WORK TO COMPLETE:
1 - Answer these from the equal pay article:
(a) In the AAUW comparison, how many of the 114 occupations had statistically significant pay gaps favoring men?
(b) What annual earnings were reported for women working as wholesale and retail buyers other than farm products?
(c) How much less are women physicians and surgeons paid each year than if they were paid the same as men in that occupation?
2 - Carry on the equal pay article from its last sentence.

TEXT PROVIDED:
Pay equity, diversity and inclusion
Achieving Equal Pay Requires Everyone’s Involvement
It’s a bit mind boggling, but it encapsulates how much work needs to be done to achieve equal pay in the U.S.
A new study by AAUW found that in a comparison of occupations with at least 50,000 men and 50,000 women in 2017, 107 out of 114 occupations had statistically significant gaps in pay that favored men; six occupations had no significant gap; and just one had a gap favoring women. Just one.
Women outperformed men in earnings as wholesale and retail buyers, with the exception of farm products. Women’s annual earnings for this occupation were reported to be $45,496 as compared to $41,903 for men. And that was it. For all other occupations, women made less than men.
Men and women earned comparable salaries in the job categories of food preparation and serving workers, writers and authors, pharmacists, counselors, clinical laboratory technologists, and social workers. Men earned considerably more than women in jobs involving securities trading, financial management, and personal financial advice. Insurance sales agents also had a significant pay gap between men and women.
The study found women collectively are receiving billions less than they would with equal pay. The study cited, as an example, women working as physicians and surgeons are paid $19 billion less annually than if they were paid the same as men in that occupation.

RECORDED DATA:
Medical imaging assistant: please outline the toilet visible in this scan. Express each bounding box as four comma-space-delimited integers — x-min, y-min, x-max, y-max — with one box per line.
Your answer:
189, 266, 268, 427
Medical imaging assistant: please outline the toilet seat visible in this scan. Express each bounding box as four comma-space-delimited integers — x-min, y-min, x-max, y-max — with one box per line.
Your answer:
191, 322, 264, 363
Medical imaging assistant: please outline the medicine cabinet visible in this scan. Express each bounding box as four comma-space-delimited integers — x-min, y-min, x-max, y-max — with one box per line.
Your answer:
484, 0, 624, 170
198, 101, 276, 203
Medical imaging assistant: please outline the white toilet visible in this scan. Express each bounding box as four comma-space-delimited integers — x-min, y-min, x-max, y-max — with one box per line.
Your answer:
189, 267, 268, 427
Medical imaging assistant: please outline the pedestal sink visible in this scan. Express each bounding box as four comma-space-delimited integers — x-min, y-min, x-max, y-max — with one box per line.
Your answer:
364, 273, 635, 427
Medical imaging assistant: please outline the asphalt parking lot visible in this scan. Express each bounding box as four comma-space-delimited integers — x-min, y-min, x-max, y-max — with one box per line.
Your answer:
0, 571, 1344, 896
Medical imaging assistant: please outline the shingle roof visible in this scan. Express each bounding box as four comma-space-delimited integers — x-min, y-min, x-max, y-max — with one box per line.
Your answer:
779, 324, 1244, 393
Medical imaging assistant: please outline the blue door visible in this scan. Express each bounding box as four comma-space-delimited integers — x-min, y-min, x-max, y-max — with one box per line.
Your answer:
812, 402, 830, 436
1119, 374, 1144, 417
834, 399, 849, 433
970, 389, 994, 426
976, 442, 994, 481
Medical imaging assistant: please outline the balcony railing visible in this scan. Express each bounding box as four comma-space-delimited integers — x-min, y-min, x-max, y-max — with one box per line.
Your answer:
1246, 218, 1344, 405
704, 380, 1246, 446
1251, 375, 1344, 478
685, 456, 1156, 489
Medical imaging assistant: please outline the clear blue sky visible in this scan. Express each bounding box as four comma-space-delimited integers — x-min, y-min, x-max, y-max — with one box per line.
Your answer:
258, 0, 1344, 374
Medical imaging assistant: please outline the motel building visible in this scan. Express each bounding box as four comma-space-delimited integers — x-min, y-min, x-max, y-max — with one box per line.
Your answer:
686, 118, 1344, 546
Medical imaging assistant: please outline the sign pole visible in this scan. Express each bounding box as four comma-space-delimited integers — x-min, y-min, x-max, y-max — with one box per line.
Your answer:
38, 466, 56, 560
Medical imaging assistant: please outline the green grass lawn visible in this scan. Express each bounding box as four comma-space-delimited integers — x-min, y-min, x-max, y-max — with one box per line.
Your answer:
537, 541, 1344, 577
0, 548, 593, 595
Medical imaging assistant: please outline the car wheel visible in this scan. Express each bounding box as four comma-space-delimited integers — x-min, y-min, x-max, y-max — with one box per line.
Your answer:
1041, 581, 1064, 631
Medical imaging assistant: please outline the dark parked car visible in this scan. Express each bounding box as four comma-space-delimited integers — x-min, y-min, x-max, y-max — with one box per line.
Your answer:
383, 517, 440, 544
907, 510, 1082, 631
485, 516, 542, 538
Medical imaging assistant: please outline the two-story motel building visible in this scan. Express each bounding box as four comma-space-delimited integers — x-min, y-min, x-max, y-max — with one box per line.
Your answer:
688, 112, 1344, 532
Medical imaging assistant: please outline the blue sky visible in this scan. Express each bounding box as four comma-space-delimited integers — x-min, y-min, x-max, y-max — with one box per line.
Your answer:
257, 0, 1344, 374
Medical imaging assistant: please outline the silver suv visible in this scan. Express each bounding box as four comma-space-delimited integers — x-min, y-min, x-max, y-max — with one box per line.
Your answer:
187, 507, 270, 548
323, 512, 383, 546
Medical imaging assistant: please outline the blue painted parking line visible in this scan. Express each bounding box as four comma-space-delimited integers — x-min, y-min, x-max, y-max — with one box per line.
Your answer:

ANSWERS:
1 -
(a) 107
(b) $45,496
(c) $19 billion

2 -
The issue grows even more when racial bias becomes involved. Women of Hispanic or Latina descent earn 53% of a white male’s earnings. American Indians/Alaska natives follow closely behind at 58%. African Americans at 61% and slightly above them are Native Hawaiian/Other Pacific Islanders at 62%. White women earn 77% of a white male’s earnings and Asian women earn 85%.
Each year the gender pay gap results in $513 billion in lost wages for women, says the AAUW report.Kim Churches, the CEO of the AAUW stated, “The gender pay gap is persistent and stagnant… we’ve barely moved a nickel in two decades.”
AAUW notes that if the trend of 2001 through 2017 continues, equal pay will not be achieved until 2106.
To view information on the AAUW study, click here.
The AAUW study highlights how much work needs to be done to achieve equal pay in the U.S.
Perhaps studies like this one could trigger a renewed effort in Congress to pass the Paycheck Fairness Act, which would amend and expand on the Fair Labor Standards Act of 1938. Already, several states have taken action to more aggressively advocate for equal pay and remove barriers to achieving that goal.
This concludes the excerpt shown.